Rewrite each of the entries below so that "set one marker" becomes "place one point" wherever it occurs, keeping every other character unchanged.

RECORDED INFORMATION:
········

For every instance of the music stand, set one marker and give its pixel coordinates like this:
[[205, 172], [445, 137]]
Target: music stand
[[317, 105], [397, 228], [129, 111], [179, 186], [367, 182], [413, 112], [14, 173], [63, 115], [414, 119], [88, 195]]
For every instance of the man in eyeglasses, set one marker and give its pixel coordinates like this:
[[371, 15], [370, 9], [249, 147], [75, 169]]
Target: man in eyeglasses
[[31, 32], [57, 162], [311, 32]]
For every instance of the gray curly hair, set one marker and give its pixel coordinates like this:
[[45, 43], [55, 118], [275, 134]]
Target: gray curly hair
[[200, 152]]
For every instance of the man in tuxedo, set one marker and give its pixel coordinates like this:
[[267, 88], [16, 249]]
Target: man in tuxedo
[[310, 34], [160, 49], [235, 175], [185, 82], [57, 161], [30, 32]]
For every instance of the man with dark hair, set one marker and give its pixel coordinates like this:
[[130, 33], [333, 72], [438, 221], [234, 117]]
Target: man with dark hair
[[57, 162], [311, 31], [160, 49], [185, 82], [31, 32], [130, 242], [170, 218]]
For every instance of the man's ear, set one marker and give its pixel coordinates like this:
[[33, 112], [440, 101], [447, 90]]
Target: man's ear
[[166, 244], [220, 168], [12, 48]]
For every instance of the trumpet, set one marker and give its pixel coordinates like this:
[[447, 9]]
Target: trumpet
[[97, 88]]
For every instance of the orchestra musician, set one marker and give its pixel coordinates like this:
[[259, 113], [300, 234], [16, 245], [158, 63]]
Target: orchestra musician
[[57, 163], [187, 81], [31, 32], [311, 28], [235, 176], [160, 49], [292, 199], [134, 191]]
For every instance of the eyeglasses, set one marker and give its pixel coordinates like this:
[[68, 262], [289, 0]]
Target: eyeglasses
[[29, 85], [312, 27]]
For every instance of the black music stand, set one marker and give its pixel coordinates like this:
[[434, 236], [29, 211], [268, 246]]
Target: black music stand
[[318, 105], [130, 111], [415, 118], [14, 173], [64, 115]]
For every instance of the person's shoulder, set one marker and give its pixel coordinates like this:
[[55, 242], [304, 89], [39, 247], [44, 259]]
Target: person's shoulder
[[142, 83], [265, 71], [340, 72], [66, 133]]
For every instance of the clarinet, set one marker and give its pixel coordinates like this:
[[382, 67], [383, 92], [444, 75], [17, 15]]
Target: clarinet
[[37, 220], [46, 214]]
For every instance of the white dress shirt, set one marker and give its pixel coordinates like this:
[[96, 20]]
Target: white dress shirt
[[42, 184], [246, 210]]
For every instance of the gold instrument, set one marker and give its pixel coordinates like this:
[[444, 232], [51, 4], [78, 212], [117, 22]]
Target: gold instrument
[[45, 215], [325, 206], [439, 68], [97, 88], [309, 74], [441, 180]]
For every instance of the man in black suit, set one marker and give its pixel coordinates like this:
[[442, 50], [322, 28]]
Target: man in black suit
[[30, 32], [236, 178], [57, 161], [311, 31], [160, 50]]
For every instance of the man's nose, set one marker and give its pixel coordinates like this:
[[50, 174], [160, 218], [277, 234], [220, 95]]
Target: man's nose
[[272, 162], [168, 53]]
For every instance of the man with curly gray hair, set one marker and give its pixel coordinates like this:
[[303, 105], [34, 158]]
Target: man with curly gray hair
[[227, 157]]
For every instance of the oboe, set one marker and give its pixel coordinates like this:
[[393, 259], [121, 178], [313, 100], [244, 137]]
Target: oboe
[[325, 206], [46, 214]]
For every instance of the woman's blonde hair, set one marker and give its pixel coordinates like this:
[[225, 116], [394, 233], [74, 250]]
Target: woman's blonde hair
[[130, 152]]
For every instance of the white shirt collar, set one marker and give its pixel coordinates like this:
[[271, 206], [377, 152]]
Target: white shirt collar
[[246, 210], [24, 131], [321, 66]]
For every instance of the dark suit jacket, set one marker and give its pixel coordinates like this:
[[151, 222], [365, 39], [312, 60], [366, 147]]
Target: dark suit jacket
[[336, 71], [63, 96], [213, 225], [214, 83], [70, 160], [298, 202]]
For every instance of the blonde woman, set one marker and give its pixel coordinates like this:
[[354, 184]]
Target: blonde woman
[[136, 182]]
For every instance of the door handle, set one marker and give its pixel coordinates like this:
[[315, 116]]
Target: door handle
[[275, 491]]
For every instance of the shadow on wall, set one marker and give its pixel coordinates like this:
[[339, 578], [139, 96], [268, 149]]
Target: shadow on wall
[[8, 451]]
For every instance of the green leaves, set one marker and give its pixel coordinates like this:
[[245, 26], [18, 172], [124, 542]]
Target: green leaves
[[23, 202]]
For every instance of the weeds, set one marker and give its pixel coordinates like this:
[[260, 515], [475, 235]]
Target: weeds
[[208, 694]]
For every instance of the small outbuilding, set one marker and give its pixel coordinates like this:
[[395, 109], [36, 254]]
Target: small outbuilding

········

EXERCISE ANSWER:
For every instance of the music stand, place one point and give its pixel coordinates like this:
[[205, 172], [445, 137]]
Target: music stand
[[317, 105], [397, 228], [129, 111], [179, 186], [367, 182], [413, 112], [14, 173], [63, 115], [414, 119], [88, 195]]
For every instance of the man in eyeglasses, place one point and give its pixel coordinates like this:
[[371, 15], [370, 9], [249, 147], [75, 169]]
Target: man in eyeglasses
[[31, 32], [57, 162], [311, 32]]
For every instance of the gray curly hair, place one point and give its pixel coordinates like this:
[[45, 43], [55, 118], [275, 134]]
Target: gray curly hair
[[200, 152]]
For every instance of the man in tuxedo, place one point and give its pixel coordinates like this:
[[267, 88], [16, 249]]
Target: man in tuxedo
[[310, 34], [160, 49], [235, 175], [185, 82], [57, 161], [30, 32]]
For every instance of the man with dark hair, place one point and give its pixel coordinates like this:
[[130, 33], [333, 72], [438, 221], [234, 117]]
Target: man with dark hair
[[57, 162], [311, 31], [160, 49], [185, 82], [31, 32], [130, 242], [170, 218]]
For every instance of the man's ear, place one point and give its pixel coordinates like this:
[[33, 112], [440, 101], [447, 90]]
Target: man's ear
[[166, 244], [220, 168], [12, 48]]
For every instance of the trumpet, place one point and give its pixel coordinates like this:
[[447, 9]]
Target: trumpet
[[97, 88]]
For every instance of the orchestra musician, place one point and give its pixel coordinates like this:
[[259, 113], [300, 234], [16, 245], [158, 63]]
Target: orchestra musician
[[57, 163], [187, 81], [31, 32], [311, 28], [235, 176], [160, 49], [292, 199], [134, 191]]
For every instance of the eyeglasses, place one point and give its pixel coordinates like this:
[[68, 262], [289, 0]]
Target: eyeglasses
[[29, 85], [312, 27]]
For every instance of the black music stand, place one point and give its pixel coordinates like this:
[[434, 236], [29, 211], [268, 246]]
Target: black music stand
[[318, 105], [130, 111], [415, 118], [14, 173], [64, 115]]
For every instance of the person's shoulder, place one point and give its pixel coordinates like this:
[[55, 242], [304, 89], [39, 247], [44, 259]]
Target: person's shoulder
[[142, 83], [265, 71], [340, 72], [66, 133]]
For every instance of the clarinet, place one point and give its pixel coordinates like this:
[[382, 67], [383, 92], [444, 75], [17, 15]]
Target: clarinet
[[37, 220], [46, 214]]
For every instance of the white dress shirt, place one point and give its pixel coordinates like this:
[[96, 20]]
Target: white dress shirt
[[42, 184], [246, 210]]
For every instance of the gold instrument, place one point and give its pixel coordinates like this:
[[444, 232], [51, 4], [78, 212], [117, 22]]
Target: gold instrument
[[45, 215], [325, 206], [439, 68], [97, 88], [309, 74], [441, 180]]
For every instance of the man in black suit, place one point and give its pixel coordinates like this:
[[442, 50], [322, 28]]
Target: man in black suit
[[30, 32], [236, 178], [57, 161], [311, 31], [160, 50]]
For every instance of the man's nose, place one point and give its pixel coordinates like this:
[[50, 174], [160, 218], [277, 234], [220, 95]]
Target: man's nose
[[272, 162], [168, 53]]
For every instance of the man with curly gray hair, place one point and give its pixel coordinates like this:
[[303, 105], [34, 158]]
Target: man with curly gray hair
[[227, 157]]
For every instance of the oboe, place one point and give its pixel coordinates like this:
[[393, 259], [121, 178], [313, 100], [244, 137]]
Target: oboe
[[325, 206], [46, 214]]
For every instance of the woman's blonde hair, place one point and give its pixel coordinates like this:
[[225, 116], [394, 233], [74, 250]]
Target: woman's blonde hair
[[130, 152]]
For every instance of the white shirt collar, place one point and give its pixel coordinates like this:
[[271, 206], [377, 152]]
Target: white shirt collar
[[246, 210], [24, 131], [321, 66]]
For every instance of the dark suit jacket, place one point and give its pixel coordinates like this:
[[151, 222], [365, 39], [312, 60], [366, 147]]
Target: dark suit jacket
[[336, 71], [63, 96], [213, 225], [214, 83], [70, 160], [298, 202]]
For every instance of the blonde woman, place one point and give its pixel coordinates like this:
[[354, 184]]
Target: blonde woman
[[136, 182]]
For every instance of the door handle, place one point and give its pixel coordinates like this:
[[315, 116]]
Target: door handle
[[275, 491]]
For every instance of the shadow on wall, place one point and give its pixel coordinates like this:
[[339, 578], [139, 96], [268, 149]]
Target: shadow on wall
[[8, 451]]
For every instance of the green leaves, place one point and give its pixel coordinates like this:
[[245, 26], [18, 172], [124, 542]]
Target: green leaves
[[23, 202]]
For every instance of the weeds, place one point and give its pixel coordinates like this:
[[260, 515], [475, 235]]
Target: weeds
[[208, 694]]
For every instance of the small outbuilding, place one point and give its pixel coordinates like this:
[[395, 109], [36, 254]]
Target: small outbuilding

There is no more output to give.